*** INPUT ROWS ***

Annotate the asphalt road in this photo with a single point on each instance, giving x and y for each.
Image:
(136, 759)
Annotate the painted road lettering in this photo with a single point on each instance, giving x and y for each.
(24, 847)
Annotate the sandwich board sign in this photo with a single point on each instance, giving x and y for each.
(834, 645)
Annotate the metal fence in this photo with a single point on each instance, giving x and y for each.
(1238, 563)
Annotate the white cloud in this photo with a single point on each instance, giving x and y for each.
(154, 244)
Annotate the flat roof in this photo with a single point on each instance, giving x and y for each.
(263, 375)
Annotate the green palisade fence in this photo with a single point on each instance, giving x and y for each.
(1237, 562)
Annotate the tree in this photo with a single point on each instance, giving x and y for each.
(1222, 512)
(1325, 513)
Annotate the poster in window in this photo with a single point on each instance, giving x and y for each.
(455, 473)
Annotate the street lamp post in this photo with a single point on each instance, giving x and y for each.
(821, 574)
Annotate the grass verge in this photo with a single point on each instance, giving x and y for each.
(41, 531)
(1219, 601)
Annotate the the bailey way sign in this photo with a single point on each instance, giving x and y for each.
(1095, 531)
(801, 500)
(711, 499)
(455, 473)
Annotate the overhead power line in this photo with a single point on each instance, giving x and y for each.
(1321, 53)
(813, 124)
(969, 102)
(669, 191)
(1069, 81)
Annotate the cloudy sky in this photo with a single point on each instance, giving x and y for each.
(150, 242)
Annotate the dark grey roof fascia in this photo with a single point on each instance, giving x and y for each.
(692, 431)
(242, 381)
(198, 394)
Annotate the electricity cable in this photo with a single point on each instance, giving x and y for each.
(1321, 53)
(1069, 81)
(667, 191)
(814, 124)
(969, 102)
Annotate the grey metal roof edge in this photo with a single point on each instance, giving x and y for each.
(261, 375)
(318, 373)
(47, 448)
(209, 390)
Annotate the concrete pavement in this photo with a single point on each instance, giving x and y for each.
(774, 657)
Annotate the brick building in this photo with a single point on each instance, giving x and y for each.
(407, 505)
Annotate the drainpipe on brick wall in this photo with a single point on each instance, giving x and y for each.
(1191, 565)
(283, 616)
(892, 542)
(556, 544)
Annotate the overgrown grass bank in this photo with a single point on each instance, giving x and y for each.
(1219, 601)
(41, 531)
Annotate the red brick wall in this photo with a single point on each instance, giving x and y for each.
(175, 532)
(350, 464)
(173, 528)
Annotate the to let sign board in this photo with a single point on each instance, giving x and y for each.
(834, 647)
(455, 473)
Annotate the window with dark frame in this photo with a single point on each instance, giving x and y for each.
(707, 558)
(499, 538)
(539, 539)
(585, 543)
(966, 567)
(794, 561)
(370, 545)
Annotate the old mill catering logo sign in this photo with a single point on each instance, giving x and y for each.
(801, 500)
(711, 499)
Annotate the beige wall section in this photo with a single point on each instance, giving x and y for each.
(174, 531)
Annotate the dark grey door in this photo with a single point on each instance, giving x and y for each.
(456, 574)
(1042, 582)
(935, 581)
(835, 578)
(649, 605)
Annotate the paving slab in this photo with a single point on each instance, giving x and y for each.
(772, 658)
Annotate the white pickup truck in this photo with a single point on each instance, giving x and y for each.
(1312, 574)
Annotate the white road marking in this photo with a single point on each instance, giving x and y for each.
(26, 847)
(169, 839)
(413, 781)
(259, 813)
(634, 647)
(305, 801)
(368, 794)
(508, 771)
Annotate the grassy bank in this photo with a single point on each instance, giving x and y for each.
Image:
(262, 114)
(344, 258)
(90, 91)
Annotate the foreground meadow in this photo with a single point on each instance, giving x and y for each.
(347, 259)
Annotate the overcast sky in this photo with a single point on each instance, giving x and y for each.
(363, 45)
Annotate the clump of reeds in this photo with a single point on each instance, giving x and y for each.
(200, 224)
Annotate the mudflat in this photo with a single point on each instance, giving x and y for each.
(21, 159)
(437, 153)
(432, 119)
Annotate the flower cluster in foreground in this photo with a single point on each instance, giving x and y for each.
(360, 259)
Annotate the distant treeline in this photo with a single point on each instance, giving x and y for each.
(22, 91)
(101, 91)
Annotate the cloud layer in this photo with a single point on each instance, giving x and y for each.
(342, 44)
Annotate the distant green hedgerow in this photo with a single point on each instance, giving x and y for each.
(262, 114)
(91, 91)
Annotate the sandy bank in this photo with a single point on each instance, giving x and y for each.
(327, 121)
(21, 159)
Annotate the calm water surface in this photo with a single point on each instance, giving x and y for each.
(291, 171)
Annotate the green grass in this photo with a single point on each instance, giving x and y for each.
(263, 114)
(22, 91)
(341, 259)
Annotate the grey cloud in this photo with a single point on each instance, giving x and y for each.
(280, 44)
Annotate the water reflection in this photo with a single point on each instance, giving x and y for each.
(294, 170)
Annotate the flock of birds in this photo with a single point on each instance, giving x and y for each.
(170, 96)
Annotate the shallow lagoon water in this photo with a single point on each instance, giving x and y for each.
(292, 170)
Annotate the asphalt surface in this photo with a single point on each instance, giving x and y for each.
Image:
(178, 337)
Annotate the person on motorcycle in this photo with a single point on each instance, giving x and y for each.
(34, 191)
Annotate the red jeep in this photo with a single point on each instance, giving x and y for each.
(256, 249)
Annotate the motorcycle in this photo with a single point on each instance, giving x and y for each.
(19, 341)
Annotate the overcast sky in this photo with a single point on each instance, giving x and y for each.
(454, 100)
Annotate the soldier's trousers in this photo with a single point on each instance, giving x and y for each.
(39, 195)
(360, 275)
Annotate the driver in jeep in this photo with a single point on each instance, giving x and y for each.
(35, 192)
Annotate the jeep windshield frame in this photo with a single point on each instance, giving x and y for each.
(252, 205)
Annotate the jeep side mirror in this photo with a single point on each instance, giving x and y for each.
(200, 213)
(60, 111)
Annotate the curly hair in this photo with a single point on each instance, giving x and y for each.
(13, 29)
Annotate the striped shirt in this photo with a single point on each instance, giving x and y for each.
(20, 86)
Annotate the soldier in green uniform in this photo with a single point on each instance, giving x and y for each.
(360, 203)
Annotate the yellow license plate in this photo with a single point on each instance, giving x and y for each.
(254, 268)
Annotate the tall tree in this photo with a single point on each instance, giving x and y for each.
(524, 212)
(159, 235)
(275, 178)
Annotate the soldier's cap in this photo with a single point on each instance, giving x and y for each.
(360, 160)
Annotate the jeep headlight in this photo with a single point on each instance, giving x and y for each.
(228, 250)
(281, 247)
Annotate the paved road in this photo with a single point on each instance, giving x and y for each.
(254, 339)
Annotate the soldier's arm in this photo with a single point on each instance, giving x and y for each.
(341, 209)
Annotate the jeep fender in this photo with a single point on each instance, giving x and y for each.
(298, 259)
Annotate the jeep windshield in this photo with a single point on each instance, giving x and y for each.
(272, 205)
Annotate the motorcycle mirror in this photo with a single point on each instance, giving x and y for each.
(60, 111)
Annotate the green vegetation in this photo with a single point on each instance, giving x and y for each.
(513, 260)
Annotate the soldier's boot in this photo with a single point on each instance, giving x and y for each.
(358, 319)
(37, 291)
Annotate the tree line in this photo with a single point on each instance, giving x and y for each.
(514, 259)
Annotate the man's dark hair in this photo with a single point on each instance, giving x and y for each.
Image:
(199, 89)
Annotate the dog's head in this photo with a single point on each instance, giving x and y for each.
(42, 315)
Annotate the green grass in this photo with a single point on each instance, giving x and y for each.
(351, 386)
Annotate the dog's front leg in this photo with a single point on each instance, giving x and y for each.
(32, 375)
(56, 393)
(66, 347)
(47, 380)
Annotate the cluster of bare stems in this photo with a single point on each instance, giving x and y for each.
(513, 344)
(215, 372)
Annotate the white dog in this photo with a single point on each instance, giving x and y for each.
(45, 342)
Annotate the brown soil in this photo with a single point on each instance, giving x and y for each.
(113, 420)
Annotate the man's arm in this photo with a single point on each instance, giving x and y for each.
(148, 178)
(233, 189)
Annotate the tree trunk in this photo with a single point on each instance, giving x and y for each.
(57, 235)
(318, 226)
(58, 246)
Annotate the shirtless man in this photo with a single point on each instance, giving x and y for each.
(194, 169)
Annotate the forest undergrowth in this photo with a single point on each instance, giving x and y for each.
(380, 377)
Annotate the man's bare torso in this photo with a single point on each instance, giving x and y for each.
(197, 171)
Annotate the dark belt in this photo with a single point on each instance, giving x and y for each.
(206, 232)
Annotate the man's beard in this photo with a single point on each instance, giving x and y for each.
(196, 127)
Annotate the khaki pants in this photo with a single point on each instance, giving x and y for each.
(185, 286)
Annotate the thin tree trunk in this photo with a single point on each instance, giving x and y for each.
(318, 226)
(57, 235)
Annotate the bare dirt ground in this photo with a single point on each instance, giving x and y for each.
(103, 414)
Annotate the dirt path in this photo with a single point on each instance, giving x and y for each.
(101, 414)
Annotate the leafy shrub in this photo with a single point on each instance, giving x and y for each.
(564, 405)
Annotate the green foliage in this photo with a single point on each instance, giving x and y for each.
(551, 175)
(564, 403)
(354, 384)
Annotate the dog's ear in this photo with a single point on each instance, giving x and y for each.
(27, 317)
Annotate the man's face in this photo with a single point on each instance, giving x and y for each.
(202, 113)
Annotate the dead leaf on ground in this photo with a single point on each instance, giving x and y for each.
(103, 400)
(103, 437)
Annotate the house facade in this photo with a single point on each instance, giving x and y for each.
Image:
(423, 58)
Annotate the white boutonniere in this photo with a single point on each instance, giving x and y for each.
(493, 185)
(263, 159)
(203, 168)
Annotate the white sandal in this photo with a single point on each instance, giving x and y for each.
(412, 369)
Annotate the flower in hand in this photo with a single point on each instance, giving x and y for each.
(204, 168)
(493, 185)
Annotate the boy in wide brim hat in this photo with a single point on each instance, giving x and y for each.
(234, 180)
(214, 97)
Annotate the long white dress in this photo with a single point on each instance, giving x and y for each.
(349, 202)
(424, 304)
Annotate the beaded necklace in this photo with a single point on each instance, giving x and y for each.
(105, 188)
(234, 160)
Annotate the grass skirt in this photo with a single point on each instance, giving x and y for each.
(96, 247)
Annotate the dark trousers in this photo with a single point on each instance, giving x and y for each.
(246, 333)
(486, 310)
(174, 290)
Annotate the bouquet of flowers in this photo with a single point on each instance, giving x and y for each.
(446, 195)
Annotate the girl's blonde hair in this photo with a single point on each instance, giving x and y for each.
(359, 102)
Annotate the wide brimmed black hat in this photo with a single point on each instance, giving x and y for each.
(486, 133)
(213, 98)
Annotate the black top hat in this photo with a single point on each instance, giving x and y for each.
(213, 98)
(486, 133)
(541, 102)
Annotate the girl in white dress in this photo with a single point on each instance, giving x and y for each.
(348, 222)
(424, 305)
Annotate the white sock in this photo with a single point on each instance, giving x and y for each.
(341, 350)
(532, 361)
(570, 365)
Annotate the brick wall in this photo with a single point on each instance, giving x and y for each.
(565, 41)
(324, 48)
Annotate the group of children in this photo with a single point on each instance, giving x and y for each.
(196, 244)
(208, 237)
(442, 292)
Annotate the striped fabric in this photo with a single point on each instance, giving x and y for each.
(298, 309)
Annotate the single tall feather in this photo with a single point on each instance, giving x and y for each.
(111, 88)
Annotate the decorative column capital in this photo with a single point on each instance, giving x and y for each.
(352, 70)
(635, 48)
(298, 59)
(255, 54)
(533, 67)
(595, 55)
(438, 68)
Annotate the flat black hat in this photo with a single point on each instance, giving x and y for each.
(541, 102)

***

EXERCISE DESCRIPTION >>
Rewrite the lines of the records above as a JSON list of strings, one string per line with blank lines omitted. Begin at the line that contains "Annotate the decorative" and stop after the last line of the records.

SOLUTION >>
[
  "Annotate the decorative column capital in this photo with a single point on each instance, giving x and y for each.",
  "(352, 70)",
  "(635, 48)",
  "(298, 59)",
  "(255, 54)",
  "(533, 67)",
  "(595, 55)",
  "(438, 68)",
  "Annotate the flat black hat in this photo with a single point on each instance, giving x and y for each.",
  "(541, 102)"
]